Start of PROVIDED PASSAGE

In 1966, Macdonald designated the Dhami/Jhankri as the healer who, after suffering the possession of a spirit outside his daily world, manages to control and regulate it. In his book People of Nepal, Kathmandu (1967), the Nepalese anthropologist Prof. D.B. Bista defined "Jhankrism" as "Shamanism / Animism". In 1976 Spirit Possession was published in the Himalayas, in which testimonies from renowned anthropologists provided evidence that the Dhami/Jhankri played a similar role to shamans of other cultures.

The sources of power in Nepalese shamanism come from honoring Mother Earth and the spirits of the place where the shaman performs his ceremonies. Shamans must invite the guardian spirits and deities that inspire him; the keepers of the earth, of snow-capped mountains, trees, rivers, lakes and medicinal plants. The sacred hidden language of the earth is felt in the form of rhythms, vibrations and warm and cold sensations in the physical body. By understanding this language, the shaman must honor the spirits of the place and ask their permission. If the place is spiritually dead or some evil spirits have taken over, the shaman must first restore balance or fill the void of what is missing by calling the spirits of the place.

Among most Nepalis it is believed that the "soul" never dies, but transmigrates from one body to another through numerous cycles of death and rebirth. It is believed that while the physical is a gift of our blood relationships, the soul we have is inherited directly from our past life experiences. Because we are an integral part of all our ancestors, ancestral deities are a strong source of power and protection for the Nepalese shaman. The ancestors of the bloodline of the father's lineage and the ancestors of the milk line on the mother's side are equally important. Without the blessings and help of ancestors, shamanic healing is not only difficult, but losses of balance and imbalances in everyday life are likely to occur.

End of PROVIDED PASSAGE

- _SET OF TASKS_:
[1] From the passage on Nepalese shamanism, reproduce the stretch from "In 1966, Macdonald" through "of other cultures.".
[2] Answer these questions using the passage on Nepalese shamanism:
(a) How did D.B. Bista define "Jhankrism" in People of Nepal?
(b) In what form is the sacred hidden language of the earth felt?
(c) Which two lines of ancestors are described as equally important?
The items that come after this passage on Nepalese shamanism are separate material.

Start of DATASET EXTRACT

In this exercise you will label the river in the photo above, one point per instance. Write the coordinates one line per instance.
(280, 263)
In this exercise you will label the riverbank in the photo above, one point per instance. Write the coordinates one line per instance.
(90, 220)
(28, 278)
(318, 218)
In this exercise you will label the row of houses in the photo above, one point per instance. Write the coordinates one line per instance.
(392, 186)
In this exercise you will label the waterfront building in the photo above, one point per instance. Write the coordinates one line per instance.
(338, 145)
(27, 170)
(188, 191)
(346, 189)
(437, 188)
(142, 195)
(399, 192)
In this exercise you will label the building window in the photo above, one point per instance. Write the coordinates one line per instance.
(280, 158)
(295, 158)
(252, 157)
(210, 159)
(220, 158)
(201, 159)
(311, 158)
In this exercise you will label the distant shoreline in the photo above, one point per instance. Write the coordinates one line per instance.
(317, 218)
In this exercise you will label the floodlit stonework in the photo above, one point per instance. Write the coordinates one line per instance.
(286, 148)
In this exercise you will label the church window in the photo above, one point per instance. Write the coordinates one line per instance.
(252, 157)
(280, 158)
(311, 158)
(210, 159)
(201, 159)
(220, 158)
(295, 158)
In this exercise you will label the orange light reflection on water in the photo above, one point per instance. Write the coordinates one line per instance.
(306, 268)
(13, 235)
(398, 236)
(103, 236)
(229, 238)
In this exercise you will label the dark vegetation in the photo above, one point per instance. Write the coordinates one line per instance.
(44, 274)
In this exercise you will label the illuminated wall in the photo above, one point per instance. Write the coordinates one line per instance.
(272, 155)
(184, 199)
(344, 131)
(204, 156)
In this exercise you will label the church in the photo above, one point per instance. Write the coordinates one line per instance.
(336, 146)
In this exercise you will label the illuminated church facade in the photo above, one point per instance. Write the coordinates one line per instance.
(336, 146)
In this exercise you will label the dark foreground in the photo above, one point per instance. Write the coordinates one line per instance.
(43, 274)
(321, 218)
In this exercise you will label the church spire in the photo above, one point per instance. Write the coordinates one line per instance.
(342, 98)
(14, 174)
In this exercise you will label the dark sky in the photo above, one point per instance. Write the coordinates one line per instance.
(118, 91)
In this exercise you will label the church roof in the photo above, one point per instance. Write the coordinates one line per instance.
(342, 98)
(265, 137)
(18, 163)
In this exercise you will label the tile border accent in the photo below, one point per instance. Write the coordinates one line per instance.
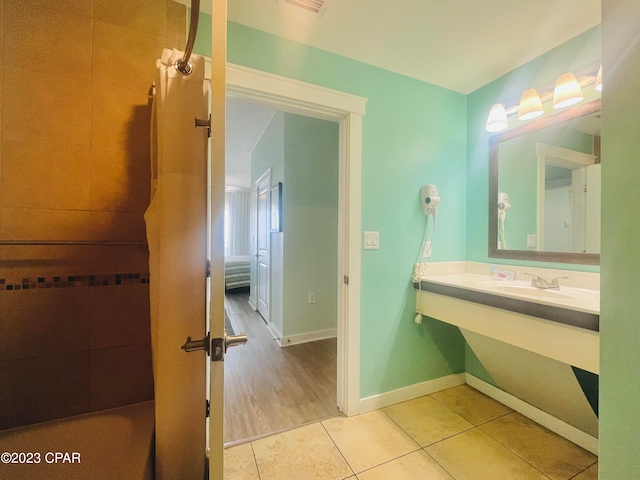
(72, 281)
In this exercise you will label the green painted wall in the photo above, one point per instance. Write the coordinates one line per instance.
(413, 133)
(581, 51)
(310, 224)
(620, 325)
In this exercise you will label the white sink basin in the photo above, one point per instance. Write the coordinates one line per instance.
(523, 290)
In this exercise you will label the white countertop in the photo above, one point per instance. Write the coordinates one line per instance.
(573, 298)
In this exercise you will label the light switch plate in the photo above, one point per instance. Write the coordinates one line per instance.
(531, 240)
(371, 240)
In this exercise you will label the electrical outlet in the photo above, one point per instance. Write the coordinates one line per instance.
(426, 249)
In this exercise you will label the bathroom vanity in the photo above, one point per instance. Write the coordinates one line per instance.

End of DATASET EXTRACT

- _EXERCISE RESPONSES_:
[1]
In 1966, Macdonald designated the Dhami/Jhankri as the healer who, after suffering the possession of a spirit outside his daily world, manages to control and regulate it. In his book People of Nepal, Kathmandu (1967), the Nepalese anthropologist Prof. D.B. Bista defined "Jhankrism" as "Shamanism / Animism". In 1976 Spirit Possession was published in the Himalayas, in which testimonies from renowned anthropologists provided evidence that the Dhami/Jhankri played a similar role to shamans of other cultures.

[2]
(a) As "Shamanism / Animism."
(b) As rhythms, vibrations, and warm and cold sensations in the physical body.
(c) The ancestors of the bloodline of the father's lineage and the ancestors of the milk line on the mother's side.